Try it
From the first line to the last, restate the material word for word; pictures stay out.

Data for analysis
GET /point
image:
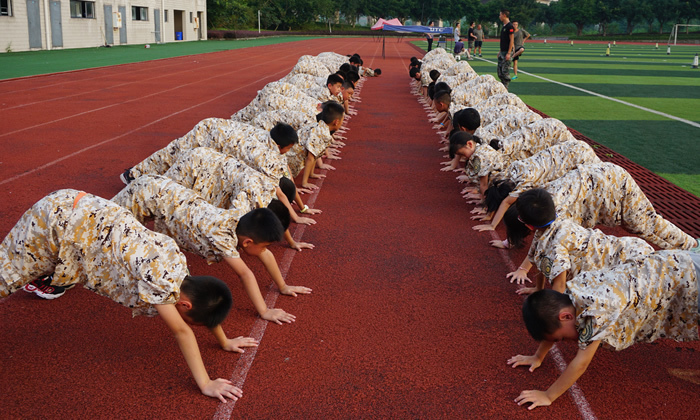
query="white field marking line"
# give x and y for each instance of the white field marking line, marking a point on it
(39, 168)
(160, 76)
(576, 393)
(245, 362)
(663, 114)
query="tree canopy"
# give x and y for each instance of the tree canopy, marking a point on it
(296, 14)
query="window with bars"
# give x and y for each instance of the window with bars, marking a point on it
(139, 13)
(5, 8)
(82, 9)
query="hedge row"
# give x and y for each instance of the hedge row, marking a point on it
(227, 34)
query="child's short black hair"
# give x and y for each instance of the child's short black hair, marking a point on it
(330, 111)
(333, 79)
(541, 312)
(442, 86)
(443, 97)
(211, 299)
(260, 225)
(536, 207)
(516, 231)
(496, 193)
(281, 211)
(459, 139)
(284, 135)
(288, 188)
(353, 76)
(468, 118)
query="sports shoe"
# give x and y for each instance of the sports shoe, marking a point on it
(42, 287)
(126, 176)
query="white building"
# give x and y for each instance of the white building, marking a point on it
(50, 24)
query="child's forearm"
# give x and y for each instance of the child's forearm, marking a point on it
(572, 372)
(268, 260)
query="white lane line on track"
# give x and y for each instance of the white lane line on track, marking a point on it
(620, 101)
(245, 362)
(224, 411)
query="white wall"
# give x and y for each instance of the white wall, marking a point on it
(84, 32)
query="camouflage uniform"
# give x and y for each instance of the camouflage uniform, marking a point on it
(604, 193)
(312, 138)
(640, 301)
(549, 164)
(215, 133)
(222, 181)
(268, 119)
(504, 126)
(180, 213)
(92, 241)
(567, 246)
(489, 115)
(501, 99)
(535, 137)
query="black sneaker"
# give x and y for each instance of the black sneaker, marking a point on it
(42, 287)
(126, 177)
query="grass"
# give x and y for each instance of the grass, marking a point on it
(638, 74)
(19, 64)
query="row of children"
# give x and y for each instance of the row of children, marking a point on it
(534, 175)
(223, 189)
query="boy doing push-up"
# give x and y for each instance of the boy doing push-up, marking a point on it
(81, 238)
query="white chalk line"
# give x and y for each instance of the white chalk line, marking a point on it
(576, 393)
(620, 101)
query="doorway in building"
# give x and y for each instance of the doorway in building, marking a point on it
(179, 24)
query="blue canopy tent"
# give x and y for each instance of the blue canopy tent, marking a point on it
(415, 29)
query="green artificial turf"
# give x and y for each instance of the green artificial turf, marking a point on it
(18, 64)
(638, 74)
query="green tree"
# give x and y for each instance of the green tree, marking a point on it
(548, 14)
(578, 12)
(665, 11)
(631, 13)
(605, 12)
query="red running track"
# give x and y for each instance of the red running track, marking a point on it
(410, 316)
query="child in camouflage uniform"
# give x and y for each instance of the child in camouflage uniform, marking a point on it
(212, 233)
(641, 301)
(80, 238)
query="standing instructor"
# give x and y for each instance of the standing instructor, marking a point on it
(506, 48)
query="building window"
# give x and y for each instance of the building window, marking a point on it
(5, 8)
(139, 13)
(82, 9)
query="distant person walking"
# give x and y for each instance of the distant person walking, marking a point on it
(479, 33)
(471, 37)
(505, 48)
(429, 36)
(519, 37)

Solved problem
GET /point
image:
query="white field marking line"
# give x and y for each instance of the white field marking line, marking a point on it
(39, 168)
(160, 76)
(576, 393)
(245, 362)
(663, 114)
query="tree canopy"
# give x and y for each instance of the tree canopy, marking a point on it
(296, 14)
query="window with bars"
# give x and y for each instance of the window with bars, marking a point on it
(139, 13)
(5, 8)
(82, 9)
query="hedge row"
# give x and y for each instance of the hedge row, marking a point on it
(227, 34)
query="child's short black hair"
# give x and y for each instance of the child's short black hair, marking a point on it
(330, 111)
(333, 79)
(541, 312)
(442, 86)
(443, 97)
(211, 299)
(260, 225)
(536, 207)
(516, 231)
(496, 193)
(281, 211)
(459, 139)
(284, 135)
(288, 188)
(353, 76)
(468, 118)
query="sports shoe"
# give x and y for each instance of the sports shoe, marking a point on it
(42, 287)
(126, 176)
query="white building"
# give x and y for each instance of the white building, marking a point on it
(50, 24)
query="child's forearm"
# give x and y for each instance of the child's forearm, marking a point on it
(572, 372)
(268, 260)
query="white lane line on track"
# give x and y for each instance of the white lane line on track, marking a point on it
(620, 101)
(245, 362)
(224, 411)
query="white wall"
# give x and y for each instance of the white wall, marking a point on it
(84, 32)
query="camouflage uniform"
# give x and y for each instance of the camouflage uniform, marking a point on it
(604, 193)
(312, 138)
(640, 301)
(549, 164)
(215, 133)
(222, 181)
(268, 119)
(504, 126)
(180, 213)
(92, 241)
(567, 246)
(489, 115)
(501, 99)
(535, 137)
query="black sneaker"
# give x and y for each instance of the black sneaker, marking a point on it
(42, 287)
(126, 177)
query="grass"
# give x and y for each instance of the grass, marking a point on it
(638, 74)
(19, 64)
query="row of children"
# give x and y for each instance of the row of children, marking a point on it
(534, 175)
(223, 189)
query="boy doing push-up"
# give x and y for each instance of the boy doing push-up, marking a point on it
(81, 238)
query="white chalk line"
# give x and y for each instance of the white chalk line, marking a point on it
(576, 393)
(620, 101)
query="doorway in building"
# give x and y for each instance of the doorway in building, marking a point on it
(179, 24)
query="blue canopy tent"
# give x and y for each instance of the blue canopy tent, marking a point on it
(415, 29)
query="green artificial turf"
# give x and y for each instance of the green artificial turf, marking a point on it
(18, 64)
(638, 74)
query="green tree"
# give x and y for each instance of the green tree, marking a point on it
(548, 14)
(578, 12)
(665, 11)
(631, 13)
(605, 12)
query="red running track"
# give x and y for each instance of the red running track, marking a point on it
(410, 316)
query="child in camouflage uniform"
# give x and y for each instance of the child in camouflage uniform, marking a point on it
(212, 233)
(641, 301)
(80, 238)
query="standing instructor"
# give x and y for each instance of the standing instructor, marking a point on it
(506, 48)
query="building window"
# give x and y for each instance of the building window, marking a point on it
(5, 8)
(139, 13)
(82, 9)
query="distant person walking"
# give x and y for each instance of the distant person walking, marking a point on it
(479, 33)
(471, 37)
(505, 48)
(429, 36)
(519, 37)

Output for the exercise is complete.